[Spatial localization data]

+-------+

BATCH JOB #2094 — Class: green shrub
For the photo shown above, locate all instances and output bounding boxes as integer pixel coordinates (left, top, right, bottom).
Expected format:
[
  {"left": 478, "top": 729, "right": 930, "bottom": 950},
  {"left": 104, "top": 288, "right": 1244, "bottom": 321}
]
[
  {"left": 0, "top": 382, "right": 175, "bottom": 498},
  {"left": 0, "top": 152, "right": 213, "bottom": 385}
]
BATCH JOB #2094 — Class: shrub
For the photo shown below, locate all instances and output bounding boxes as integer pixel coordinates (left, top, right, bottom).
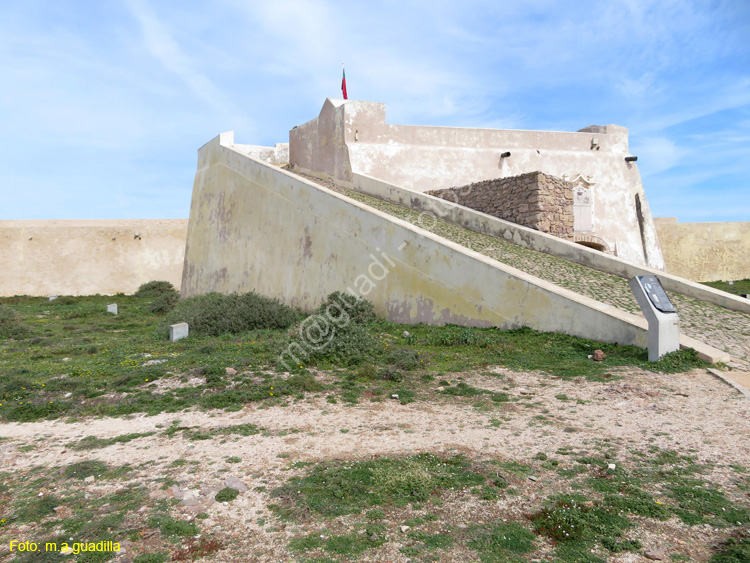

+-------+

- Problem statement
Each entry above should be given again exactly, with its pictures omitted.

- Solution
BATCH JOB #2094 — Class: green shrub
For the photo shown above, locate all instances and output bounding boxes as integer pixel coordinates (left, top, right, bottom).
Expected format:
[
  {"left": 478, "top": 729, "right": 930, "bottom": 950},
  {"left": 104, "top": 288, "right": 1244, "bottom": 321}
]
[
  {"left": 0, "top": 382, "right": 175, "bottom": 498},
  {"left": 0, "top": 152, "right": 213, "bottom": 385}
]
BATCH JOB #2094 — Class: shrub
For the photo shown below, locate all instances and output bounding boxes as integer pixel coordinates (left, top, right, bottom).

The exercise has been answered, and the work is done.